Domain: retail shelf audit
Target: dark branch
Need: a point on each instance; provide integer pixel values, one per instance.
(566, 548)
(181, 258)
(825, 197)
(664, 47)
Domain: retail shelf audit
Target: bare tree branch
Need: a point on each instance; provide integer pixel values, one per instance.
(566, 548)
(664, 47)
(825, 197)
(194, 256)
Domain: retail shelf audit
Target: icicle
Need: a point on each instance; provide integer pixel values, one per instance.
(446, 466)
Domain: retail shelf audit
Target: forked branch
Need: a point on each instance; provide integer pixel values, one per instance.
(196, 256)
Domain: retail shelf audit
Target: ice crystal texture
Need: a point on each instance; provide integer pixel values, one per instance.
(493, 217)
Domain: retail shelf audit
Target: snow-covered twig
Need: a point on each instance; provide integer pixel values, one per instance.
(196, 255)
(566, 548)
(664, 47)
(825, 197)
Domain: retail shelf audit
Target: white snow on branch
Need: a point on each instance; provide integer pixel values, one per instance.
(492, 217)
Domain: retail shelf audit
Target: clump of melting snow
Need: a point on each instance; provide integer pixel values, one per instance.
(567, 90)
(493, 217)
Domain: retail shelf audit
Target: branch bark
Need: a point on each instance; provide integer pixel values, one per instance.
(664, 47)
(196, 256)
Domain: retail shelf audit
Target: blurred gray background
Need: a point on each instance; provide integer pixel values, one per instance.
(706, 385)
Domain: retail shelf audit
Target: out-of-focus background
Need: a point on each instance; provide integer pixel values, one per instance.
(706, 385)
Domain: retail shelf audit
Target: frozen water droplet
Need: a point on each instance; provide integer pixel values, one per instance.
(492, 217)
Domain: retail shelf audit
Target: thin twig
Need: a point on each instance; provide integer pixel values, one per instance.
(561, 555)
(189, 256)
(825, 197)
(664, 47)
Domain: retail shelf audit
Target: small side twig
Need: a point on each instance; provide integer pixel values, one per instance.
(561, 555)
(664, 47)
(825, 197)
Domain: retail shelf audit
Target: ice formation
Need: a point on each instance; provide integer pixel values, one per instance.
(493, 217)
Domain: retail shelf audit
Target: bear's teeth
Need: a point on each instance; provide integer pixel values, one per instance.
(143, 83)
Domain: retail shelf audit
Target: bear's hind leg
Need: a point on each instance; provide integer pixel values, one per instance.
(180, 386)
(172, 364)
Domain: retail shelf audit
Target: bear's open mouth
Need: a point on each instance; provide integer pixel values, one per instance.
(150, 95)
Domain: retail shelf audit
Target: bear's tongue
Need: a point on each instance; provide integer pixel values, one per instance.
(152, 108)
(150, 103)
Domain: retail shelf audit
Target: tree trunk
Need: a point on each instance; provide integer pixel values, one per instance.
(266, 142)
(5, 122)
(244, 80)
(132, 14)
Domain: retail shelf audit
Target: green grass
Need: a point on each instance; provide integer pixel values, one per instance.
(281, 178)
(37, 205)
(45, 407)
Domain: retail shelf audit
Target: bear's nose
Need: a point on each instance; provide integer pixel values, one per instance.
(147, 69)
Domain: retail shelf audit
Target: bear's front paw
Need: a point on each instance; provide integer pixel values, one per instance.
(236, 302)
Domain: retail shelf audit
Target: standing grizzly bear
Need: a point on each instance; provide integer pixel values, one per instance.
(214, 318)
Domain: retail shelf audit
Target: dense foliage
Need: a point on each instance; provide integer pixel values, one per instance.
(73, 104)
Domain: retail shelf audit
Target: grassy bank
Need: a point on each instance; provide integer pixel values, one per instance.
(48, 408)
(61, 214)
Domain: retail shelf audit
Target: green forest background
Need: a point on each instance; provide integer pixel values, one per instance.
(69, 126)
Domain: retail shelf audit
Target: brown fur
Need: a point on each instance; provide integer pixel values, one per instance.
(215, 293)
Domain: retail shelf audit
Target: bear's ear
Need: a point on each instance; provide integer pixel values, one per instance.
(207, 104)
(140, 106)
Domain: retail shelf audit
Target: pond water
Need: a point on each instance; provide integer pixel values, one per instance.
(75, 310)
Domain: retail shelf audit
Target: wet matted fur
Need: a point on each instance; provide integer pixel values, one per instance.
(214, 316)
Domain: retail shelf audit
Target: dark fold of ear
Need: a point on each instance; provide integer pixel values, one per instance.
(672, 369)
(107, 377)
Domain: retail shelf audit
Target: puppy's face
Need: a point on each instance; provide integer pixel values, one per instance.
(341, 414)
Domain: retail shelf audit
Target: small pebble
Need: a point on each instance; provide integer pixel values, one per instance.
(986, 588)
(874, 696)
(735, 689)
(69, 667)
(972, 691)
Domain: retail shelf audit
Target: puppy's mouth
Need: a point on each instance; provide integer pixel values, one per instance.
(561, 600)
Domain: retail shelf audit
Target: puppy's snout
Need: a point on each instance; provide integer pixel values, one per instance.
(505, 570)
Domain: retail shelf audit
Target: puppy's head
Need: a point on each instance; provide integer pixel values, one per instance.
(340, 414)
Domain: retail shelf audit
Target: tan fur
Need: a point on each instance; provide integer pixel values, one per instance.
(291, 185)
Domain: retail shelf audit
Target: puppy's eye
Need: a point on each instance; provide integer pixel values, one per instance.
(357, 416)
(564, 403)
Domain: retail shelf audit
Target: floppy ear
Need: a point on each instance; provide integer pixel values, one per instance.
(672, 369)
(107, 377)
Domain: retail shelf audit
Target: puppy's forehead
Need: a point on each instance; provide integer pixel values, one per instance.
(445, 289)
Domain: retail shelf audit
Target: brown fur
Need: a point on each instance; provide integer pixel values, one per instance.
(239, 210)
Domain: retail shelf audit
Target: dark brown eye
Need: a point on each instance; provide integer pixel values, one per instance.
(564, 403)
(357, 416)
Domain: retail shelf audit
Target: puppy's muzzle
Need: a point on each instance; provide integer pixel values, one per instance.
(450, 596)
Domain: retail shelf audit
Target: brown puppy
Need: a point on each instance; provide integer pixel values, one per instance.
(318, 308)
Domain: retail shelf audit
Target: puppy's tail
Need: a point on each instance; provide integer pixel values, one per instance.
• • • • •
All lines of the records above with the word "small" in them are to be copied.

Target: small side twig
Target: small pebble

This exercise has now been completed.